Source passage.
++++++++++++++++++++

Executive Summary
Last year poor people around the world endured the consequences of the food and energy price crisis. Today, the global economic crisis is inflicting serious damage on some of the most vulnerable economies in the world, and on the poorest people. In this time of crisis European countries should, more than ever, lighten the load borne by developing countries.
Together, European governments provided 60% of global aid flows in 2008 and have committed to lead donor countries in their fight against poverty and inequality. In order to achieve this ambitious goal, European governments have promised to increase their aid levels and improve aid quality by signing up to international commitments such as the Paris Declaration. However, this report shows that the European Union (EU) is failing to deliver on its pledges on aid quantity and quality, at just the time when poor families need it most.
In 2008, Europe provided 0.40% of its gross national income (GNI) in aid. Although this is an increase of €4 billion (bn), in reality, a further €20bn is necessary over the next two years in order to meet its targets. Current rises are clearly falling far short of what is needed, and according to official estimates by the European Commission, the EU will not reach its 2010 collective 0.56% of GNI target until 2012. Many of the 15 old Member States (EU-15) will not hit their individual aid targets of 0.51% by 2010, and neither are the 12 new Member States (EU-12) countries expected to achieve theirs of 0.17% on time.
In fact, if current trends continue, a maximum of only 10 countries will meet their 2010 aid commitments. This means that Europe is way off-track on providing 0.7% of GNI in aid by 2015 - a promise made by Europe in 2002, vital for meeting the Millennium Development Goals. Among the old member states, Austria registered the biggest decrease, followed by a small drop from the Netherlands. In the group of the new member states, Bulgaria and Malta were by far the worst performers, with decreases of 27%. Hot on their heels were Estonia, which dropped by 19%, Poland by 10%, Hungary 9%, and the Czech Republic by 1%.
Official aid figures therefore reveal that Europe will not live up to its international commitments for 2010. But, these figures also conceal further swathes of “inflated aid”. Out of the almost €50bn that European governments provided as aid in 2008, almost €5bn is debt cancellation, €2bn student costs and close to €1bn refugee costs.
When these figures are discounted from the glossy official numbers, European aid for 2008 amounted to only 0.34% of collective GNI, nothing like the officially reported 0.40% and a very long distance from the 2010 target of 0.56%. If current trends continue unchanged,
European countries will have failed to provide €39bn of promised aid to developing countries by 2010, due to inflated aid practices and missed official targets. This amount is more than two times the size of Estonia's economy, and would be enough to increase by one quarter the daily income of the 380 million Africans living in absolute poverty.

++++++++++++++++++++

Records for this task.
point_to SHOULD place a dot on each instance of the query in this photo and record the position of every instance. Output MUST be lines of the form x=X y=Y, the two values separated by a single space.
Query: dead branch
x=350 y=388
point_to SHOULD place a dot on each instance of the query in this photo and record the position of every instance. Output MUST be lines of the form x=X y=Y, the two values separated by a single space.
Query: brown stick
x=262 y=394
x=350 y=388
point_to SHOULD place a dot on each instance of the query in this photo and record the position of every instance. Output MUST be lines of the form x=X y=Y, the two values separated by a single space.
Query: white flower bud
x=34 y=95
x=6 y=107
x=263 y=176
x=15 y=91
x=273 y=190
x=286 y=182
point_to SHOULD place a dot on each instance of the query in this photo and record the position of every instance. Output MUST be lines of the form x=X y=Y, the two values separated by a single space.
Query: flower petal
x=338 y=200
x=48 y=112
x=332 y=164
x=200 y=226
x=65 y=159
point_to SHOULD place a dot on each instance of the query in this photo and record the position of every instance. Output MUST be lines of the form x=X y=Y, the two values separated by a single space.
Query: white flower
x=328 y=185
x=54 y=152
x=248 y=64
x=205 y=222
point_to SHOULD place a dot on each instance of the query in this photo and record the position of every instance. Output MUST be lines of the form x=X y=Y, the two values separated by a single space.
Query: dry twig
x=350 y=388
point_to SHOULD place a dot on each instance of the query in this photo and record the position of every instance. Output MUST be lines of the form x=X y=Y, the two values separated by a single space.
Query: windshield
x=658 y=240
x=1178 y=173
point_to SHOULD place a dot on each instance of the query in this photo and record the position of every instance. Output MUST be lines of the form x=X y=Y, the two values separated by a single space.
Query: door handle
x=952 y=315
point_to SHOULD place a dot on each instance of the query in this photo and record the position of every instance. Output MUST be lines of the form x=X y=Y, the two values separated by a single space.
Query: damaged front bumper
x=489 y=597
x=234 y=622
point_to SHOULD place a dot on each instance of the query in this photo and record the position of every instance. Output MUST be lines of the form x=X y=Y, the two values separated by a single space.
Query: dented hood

++++++++++++++++++++

Objectives.
1. According to the executive summary, what share of global aid flows did European governments provide in 2008?
2. Find each line of the records that contains the word "flower", and copy those lines out.

Final answers.
1. 60%.

2.
Query: white flower bud
Query: flower petal
Query: white flower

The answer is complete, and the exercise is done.